抜粋文
╭──

このことは、図4.4.3に示したように、M4に係留したセジメントトラップと水温計の連続データから、低温水の通過に対応してclayフラックスが増大している観測事実からも明らかである。高濁度水は、南へ行くに従って濁度が低下し、水温が上昇することから、DSWの外洋中層への流出後、オホーツク中層水との水塊混合で粒子が拡散していっていることが理解される。

╰──

提示データ
╭──

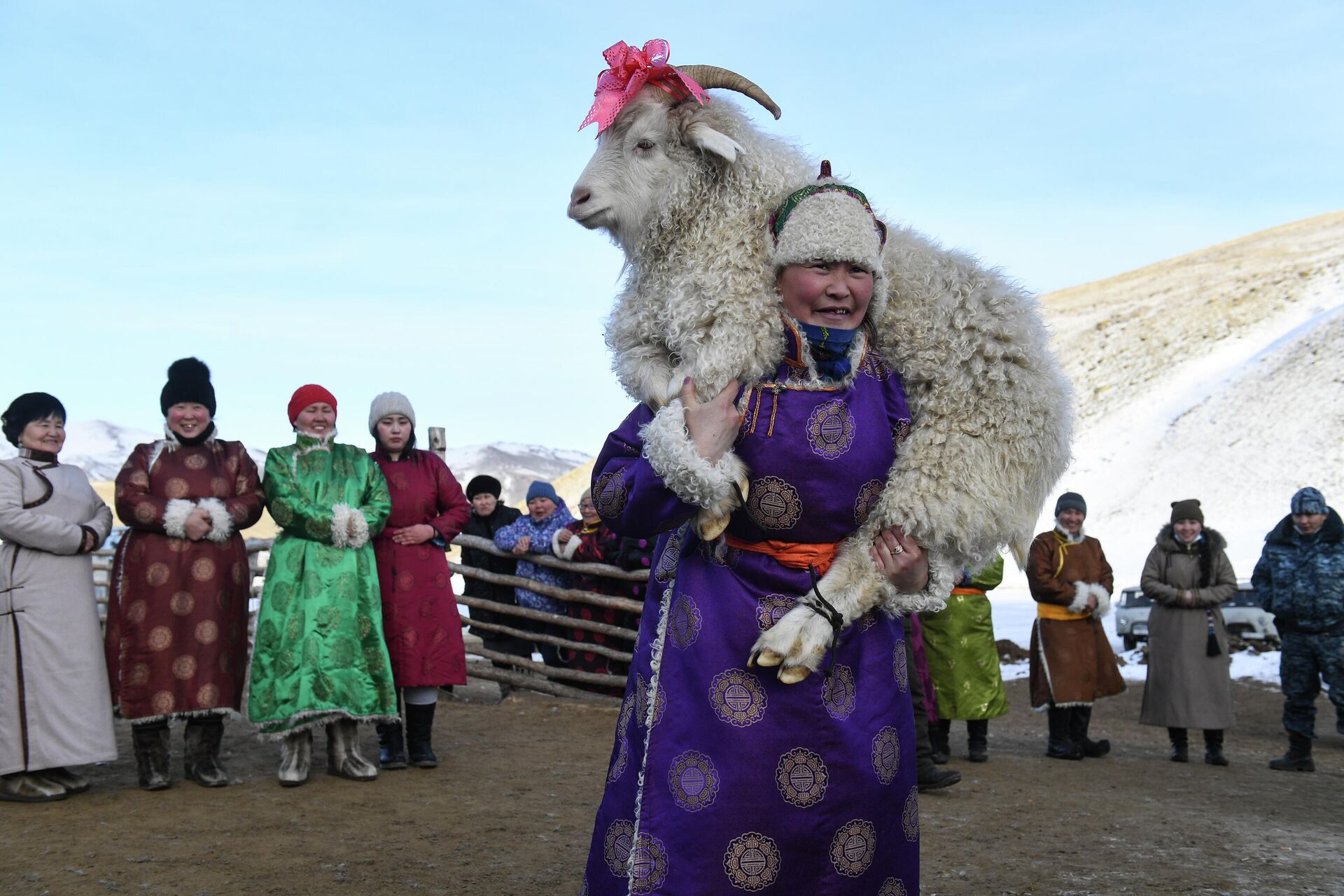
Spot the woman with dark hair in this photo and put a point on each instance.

╰──
╭──

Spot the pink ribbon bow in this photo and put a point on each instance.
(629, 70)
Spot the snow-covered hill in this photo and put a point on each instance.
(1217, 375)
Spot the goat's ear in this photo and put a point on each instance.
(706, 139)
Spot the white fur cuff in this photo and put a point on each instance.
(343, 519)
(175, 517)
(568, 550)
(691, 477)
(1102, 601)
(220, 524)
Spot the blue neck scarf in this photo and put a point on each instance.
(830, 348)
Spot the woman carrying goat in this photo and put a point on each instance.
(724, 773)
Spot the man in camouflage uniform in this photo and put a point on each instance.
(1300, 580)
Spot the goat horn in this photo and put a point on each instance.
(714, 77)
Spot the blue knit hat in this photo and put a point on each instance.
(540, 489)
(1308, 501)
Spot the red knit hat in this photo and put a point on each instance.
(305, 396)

╰──

課題 A
抜粋文によれば、高濁度水は南へ行くに従ってどのように変化するか。
課題 B
抜粋文の「高濁度水は、南へ行くに従って濁度が低下し、水温が上昇することから、DSWの外洋中層への流出後、オホーツク中層水との水塊混合で粒子が拡散していっていることが理解される。」という一文を英語に訳せ。
これらの記録は抜粋文とは関係がない。

解答 A
濁度が低下し、水温が上昇する。

解答 B
Because the highly turbid water decreases in turbidity and rises in temperature as it moves south, it is understood that, after the DSW flows out into the intermediate layer of the open ocean, the particles are dispersed through water-mass mixing with the Okhotsk Intermediate Water.